§ **Short problem 1**: In the induction exercises, what is the smallest value of n considered in the basis step?
§ **Short problem 2**: Please rewrite the stretch of the induction exercises from "Use mathematical induction" through "wish to consider.", changing "basis step" to "base case".

-- start Text passage --

Exercises - Induction and Sums

Part I

Use mathematical induction to prove the following statements hold for every positive integer

$n$ .

$\displaystyle{\sum_{i=1}^{n} i = \frac{n(n+1)}{2}}$

Let us argue by induction...

Starting with the basis step, we must show that the statement holds for the smallest value of $n$ that we wish to consider.

Since we seek to prove the statement holds for every positive integer, then the smallest value we wish to consider would be $n=1$ .

When $n=1$ , the left side collapses to a "sum" containing only a single term: $\sum_{i=1}^n i = 1$

While on the right side, if $n=1$ , $\frac{n(n+1)}{2} = \frac{1(1+1)}{2} = 1$

Since the left and right sides agree in value, the statement is true when $n=1$

Now we proceed with the inductive step, where we must show that if we know the statement holds for some particular value of $n$ , say $n=k$ , then the statement must also hold when $n=k+1$ .

-- end Text passage --
-- start Dataset content --

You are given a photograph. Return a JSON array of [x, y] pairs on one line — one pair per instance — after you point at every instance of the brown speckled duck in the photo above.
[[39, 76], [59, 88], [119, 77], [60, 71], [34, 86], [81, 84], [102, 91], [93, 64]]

-- end Dataset content --

§ **Complete answer 1**: The smallest value considered is n = 1.

§ **Complete answer 2**:
Use mathematical induction to prove the following statements hold for every positive integer

$n$ .

$\displaystyle{\sum_{i=1}^{n} i = \frac{n(n+1)}{2}}$

Let us argue by induction...

Starting with the base case, we must show that the statement holds for the smallest value of $n$ that we wish to consider.